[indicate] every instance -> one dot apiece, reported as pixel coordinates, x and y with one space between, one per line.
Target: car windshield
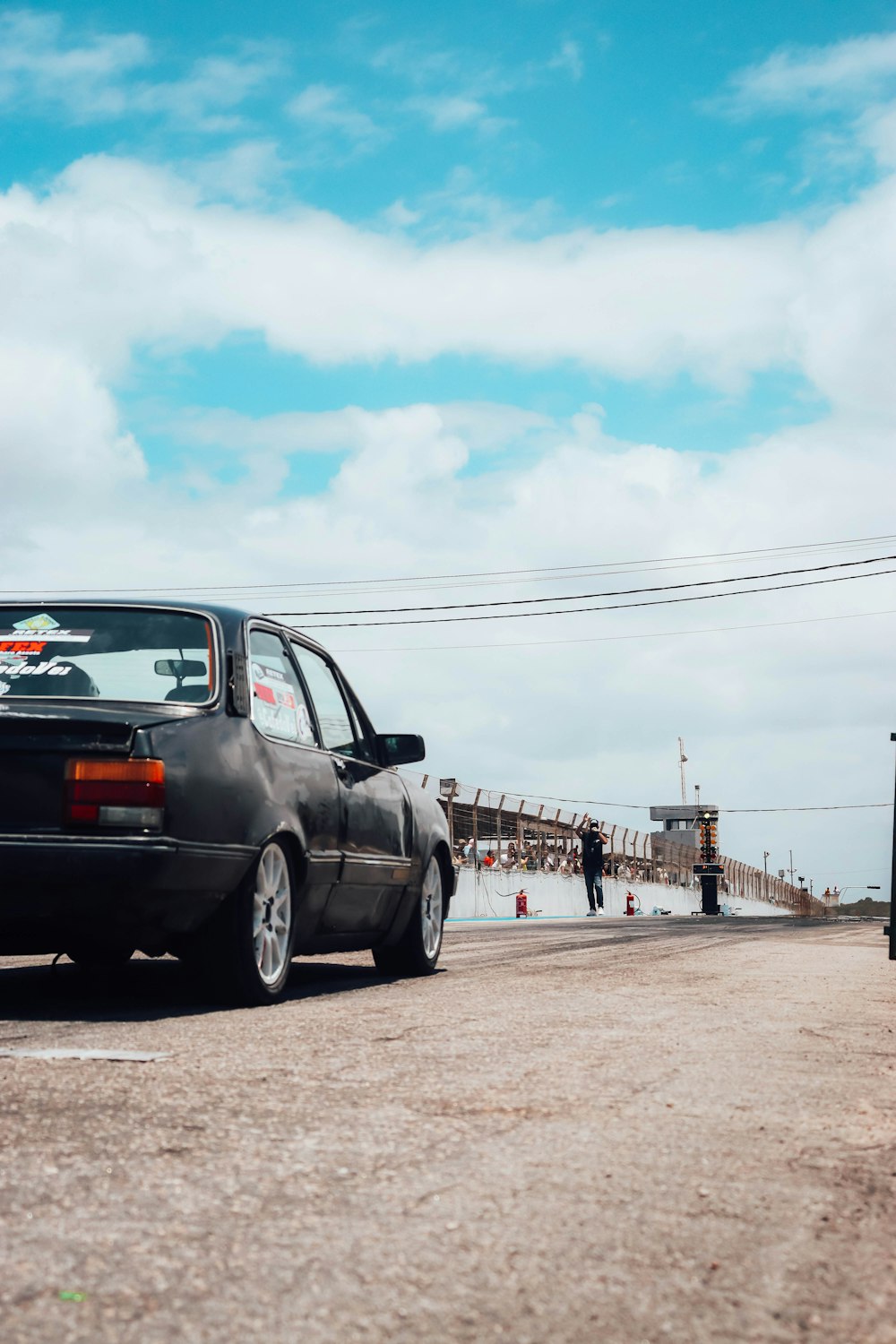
107 653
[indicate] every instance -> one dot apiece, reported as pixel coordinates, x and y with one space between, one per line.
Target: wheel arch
296 852
444 855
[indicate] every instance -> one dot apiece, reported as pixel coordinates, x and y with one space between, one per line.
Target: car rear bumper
51 886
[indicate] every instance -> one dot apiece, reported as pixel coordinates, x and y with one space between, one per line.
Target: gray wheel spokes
271 914
432 908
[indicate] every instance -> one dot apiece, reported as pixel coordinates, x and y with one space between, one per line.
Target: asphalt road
582 1131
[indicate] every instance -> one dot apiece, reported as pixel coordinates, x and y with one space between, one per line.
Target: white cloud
115 257
38 64
845 73
325 109
568 56
46 69
62 449
161 268
450 112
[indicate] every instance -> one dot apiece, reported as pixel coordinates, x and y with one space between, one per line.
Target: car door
300 779
378 819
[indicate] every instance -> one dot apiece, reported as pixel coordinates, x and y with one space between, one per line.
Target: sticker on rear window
19 669
59 634
37 623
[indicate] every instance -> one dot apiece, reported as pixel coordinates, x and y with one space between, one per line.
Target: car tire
418 951
247 949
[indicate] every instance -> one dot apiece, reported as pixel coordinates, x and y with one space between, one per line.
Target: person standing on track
592 843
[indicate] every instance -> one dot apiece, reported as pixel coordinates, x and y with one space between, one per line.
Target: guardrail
508 823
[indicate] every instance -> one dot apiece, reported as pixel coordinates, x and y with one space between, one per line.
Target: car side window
279 703
332 712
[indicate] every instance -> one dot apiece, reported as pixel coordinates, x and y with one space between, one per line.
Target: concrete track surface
590 1131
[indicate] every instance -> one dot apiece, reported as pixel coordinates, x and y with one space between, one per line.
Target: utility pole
892 887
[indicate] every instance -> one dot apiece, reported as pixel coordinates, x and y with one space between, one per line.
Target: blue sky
331 290
525 117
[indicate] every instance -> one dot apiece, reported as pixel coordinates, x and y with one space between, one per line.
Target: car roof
225 613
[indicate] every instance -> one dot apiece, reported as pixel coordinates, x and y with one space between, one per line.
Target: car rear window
107 653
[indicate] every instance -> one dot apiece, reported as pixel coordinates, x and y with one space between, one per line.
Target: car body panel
358 835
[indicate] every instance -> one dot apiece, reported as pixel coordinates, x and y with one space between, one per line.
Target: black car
203 781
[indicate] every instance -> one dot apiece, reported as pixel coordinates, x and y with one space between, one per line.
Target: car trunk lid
37 744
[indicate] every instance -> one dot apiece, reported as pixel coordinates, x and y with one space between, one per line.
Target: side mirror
400 747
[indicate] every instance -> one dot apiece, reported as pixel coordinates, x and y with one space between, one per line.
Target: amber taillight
116 793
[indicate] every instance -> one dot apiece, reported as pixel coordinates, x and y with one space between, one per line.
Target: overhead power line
476 577
581 610
586 597
645 806
608 639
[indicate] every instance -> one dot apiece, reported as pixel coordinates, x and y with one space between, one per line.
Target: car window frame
266 628
355 718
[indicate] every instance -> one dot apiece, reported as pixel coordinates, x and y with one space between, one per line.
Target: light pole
892 884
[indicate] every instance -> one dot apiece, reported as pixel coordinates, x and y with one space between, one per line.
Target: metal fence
508 824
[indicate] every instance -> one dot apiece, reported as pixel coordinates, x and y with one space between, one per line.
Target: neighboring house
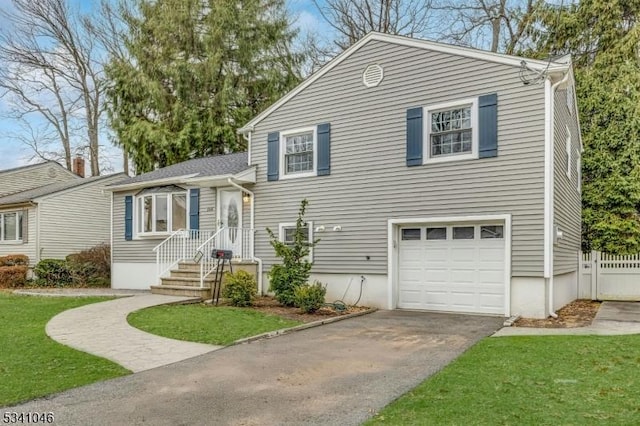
57 219
33 176
438 178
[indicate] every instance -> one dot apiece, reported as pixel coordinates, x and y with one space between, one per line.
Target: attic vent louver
373 75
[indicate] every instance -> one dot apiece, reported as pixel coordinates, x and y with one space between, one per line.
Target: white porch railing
238 240
179 246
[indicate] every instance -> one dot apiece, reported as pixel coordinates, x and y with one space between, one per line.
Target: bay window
161 210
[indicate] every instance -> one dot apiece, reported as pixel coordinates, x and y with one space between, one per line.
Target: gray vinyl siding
27 248
567 199
370 182
140 250
33 177
75 220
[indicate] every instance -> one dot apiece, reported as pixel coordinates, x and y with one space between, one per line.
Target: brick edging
283 331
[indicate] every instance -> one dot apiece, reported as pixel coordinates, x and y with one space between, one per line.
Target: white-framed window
298 153
161 212
11 226
579 171
287 235
451 131
568 150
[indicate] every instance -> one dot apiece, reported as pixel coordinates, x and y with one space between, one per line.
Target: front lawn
550 380
217 325
33 365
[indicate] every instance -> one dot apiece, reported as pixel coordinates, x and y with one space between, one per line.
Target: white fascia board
148 183
38 166
246 176
20 205
515 61
392 224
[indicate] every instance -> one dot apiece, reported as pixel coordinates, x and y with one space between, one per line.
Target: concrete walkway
102 329
613 318
338 374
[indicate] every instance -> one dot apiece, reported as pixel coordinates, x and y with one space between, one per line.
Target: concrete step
184 273
177 290
189 266
186 281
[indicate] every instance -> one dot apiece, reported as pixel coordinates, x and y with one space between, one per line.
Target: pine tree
198 70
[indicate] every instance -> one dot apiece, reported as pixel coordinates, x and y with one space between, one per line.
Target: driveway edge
283 331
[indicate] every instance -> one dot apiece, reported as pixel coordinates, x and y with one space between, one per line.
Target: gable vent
373 75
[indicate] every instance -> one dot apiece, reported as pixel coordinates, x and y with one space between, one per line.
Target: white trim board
393 226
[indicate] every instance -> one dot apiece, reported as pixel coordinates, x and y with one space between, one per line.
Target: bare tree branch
353 19
497 25
48 41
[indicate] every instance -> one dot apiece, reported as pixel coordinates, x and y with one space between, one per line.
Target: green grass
33 365
219 325
551 380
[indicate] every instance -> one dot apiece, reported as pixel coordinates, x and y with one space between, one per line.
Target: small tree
295 268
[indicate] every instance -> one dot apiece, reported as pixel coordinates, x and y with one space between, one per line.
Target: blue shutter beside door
273 156
128 218
324 149
488 126
194 209
414 136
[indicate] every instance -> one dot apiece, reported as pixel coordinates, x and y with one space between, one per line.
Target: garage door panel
452 275
458 276
436 255
436 299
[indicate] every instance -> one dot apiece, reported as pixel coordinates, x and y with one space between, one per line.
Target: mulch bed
269 305
578 313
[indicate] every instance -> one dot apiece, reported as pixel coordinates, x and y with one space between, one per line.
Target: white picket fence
610 277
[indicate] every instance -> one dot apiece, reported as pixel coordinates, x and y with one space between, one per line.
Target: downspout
252 215
550 90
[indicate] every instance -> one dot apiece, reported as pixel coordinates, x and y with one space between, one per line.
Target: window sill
12 243
298 175
451 158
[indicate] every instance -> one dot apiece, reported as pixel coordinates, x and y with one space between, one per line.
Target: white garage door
458 268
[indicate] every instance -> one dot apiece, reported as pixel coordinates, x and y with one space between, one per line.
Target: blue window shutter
273 156
194 209
488 126
128 218
324 149
414 136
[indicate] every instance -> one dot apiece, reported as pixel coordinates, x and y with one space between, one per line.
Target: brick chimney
78 166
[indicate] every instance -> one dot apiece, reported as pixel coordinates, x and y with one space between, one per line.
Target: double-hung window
452 132
11 226
161 210
299 153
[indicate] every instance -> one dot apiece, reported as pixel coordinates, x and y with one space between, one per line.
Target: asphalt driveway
341 373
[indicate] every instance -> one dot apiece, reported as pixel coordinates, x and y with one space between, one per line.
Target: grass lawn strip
568 380
31 364
219 325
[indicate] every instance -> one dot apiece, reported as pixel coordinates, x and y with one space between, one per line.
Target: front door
230 217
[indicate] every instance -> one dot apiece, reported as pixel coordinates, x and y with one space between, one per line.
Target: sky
14 153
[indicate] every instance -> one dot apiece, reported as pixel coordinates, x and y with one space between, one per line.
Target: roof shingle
218 165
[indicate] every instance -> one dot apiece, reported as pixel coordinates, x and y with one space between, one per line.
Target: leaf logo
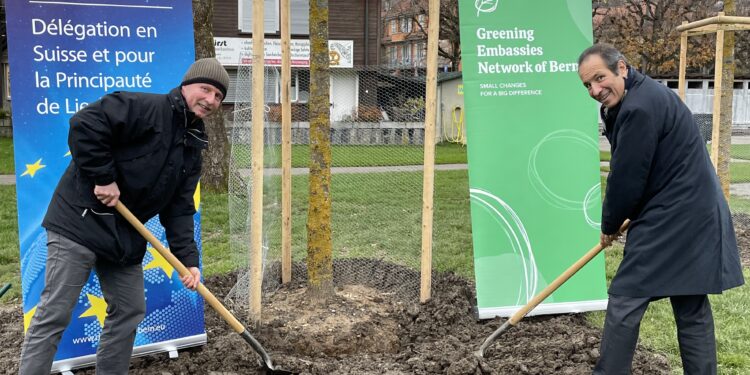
486 6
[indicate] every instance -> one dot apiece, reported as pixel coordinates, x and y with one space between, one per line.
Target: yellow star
31 169
98 309
27 318
197 196
159 262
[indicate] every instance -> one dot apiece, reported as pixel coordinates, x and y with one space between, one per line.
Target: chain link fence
377 146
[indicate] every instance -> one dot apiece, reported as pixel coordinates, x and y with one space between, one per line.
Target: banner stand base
544 309
65 366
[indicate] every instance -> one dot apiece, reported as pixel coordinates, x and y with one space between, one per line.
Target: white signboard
238 51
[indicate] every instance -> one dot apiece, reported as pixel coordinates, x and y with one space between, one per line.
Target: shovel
201 289
545 293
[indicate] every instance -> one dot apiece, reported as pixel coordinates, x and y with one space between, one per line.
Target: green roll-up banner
533 153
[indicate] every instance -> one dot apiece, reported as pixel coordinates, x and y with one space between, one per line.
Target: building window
406 25
270 16
421 51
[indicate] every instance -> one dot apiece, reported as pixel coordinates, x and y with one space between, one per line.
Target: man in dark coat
681 241
144 149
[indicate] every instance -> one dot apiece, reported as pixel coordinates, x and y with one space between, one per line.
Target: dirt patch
365 330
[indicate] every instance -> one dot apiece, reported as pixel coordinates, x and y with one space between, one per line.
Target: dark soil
363 330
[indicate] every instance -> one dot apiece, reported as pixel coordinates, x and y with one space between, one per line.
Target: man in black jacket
681 241
143 149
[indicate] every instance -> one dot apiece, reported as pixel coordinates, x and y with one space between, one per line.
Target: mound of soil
364 330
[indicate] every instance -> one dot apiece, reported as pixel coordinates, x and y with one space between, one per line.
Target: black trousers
695 333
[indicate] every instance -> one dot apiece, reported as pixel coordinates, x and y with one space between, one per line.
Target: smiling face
202 99
604 86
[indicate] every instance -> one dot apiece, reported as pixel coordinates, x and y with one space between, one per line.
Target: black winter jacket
150 144
681 240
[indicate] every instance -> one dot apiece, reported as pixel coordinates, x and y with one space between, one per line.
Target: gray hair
607 52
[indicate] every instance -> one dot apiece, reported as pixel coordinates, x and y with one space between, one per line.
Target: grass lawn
9 257
6 155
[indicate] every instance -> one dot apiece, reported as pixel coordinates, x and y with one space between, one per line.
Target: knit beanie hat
207 70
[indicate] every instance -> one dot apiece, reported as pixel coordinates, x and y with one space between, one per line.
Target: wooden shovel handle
181 269
518 315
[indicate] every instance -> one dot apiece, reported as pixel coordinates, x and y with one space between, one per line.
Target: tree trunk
216 157
727 92
319 242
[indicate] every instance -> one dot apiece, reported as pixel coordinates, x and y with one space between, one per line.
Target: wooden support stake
256 166
429 150
683 64
715 134
286 148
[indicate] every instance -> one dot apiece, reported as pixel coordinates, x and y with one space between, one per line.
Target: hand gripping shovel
202 290
545 293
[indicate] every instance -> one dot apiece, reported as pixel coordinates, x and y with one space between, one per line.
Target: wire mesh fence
377 147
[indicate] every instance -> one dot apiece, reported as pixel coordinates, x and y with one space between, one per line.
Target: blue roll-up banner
62 55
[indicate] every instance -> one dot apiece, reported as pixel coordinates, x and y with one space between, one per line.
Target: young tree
727 92
319 242
449 46
216 158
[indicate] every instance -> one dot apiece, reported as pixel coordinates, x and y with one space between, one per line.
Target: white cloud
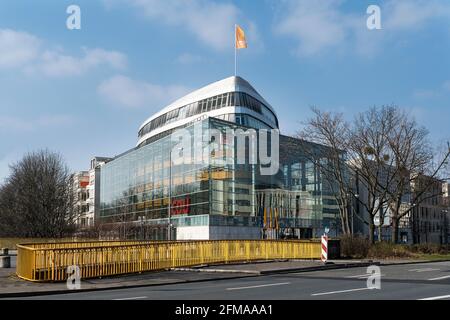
24 125
17 48
58 64
211 22
26 52
317 25
440 91
129 93
325 26
188 58
413 14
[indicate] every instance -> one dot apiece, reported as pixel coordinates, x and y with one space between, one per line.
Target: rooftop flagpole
235 52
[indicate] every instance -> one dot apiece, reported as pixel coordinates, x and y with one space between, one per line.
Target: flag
241 43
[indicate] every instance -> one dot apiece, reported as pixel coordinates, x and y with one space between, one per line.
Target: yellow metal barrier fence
49 261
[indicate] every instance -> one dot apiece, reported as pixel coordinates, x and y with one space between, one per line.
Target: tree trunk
380 231
371 232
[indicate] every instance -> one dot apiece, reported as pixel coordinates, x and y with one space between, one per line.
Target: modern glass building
185 179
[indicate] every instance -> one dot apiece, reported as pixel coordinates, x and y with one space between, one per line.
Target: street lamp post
169 231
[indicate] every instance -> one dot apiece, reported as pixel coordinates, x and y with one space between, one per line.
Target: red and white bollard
324 255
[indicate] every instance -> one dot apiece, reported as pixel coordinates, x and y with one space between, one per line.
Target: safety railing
49 262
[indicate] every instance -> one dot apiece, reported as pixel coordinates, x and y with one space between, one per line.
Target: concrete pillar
5 262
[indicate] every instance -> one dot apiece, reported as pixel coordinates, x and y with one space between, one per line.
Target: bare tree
332 132
418 168
34 202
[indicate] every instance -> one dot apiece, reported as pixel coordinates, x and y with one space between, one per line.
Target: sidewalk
11 285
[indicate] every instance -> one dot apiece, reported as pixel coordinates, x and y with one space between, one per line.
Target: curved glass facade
238 99
140 185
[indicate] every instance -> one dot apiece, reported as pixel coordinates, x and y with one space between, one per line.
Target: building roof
230 84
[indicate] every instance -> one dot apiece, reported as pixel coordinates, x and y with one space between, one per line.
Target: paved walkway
11 284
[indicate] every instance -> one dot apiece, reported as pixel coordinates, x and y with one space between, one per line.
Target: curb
413 262
260 273
248 274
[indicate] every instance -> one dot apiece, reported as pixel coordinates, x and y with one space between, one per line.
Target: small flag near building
241 42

* * *

GIVEN EXERCISE: Report every line above that contains the word "jacket", copying each one in full.

TASK SOLUTION:
Target: man in black jacket
Target: black winter jacket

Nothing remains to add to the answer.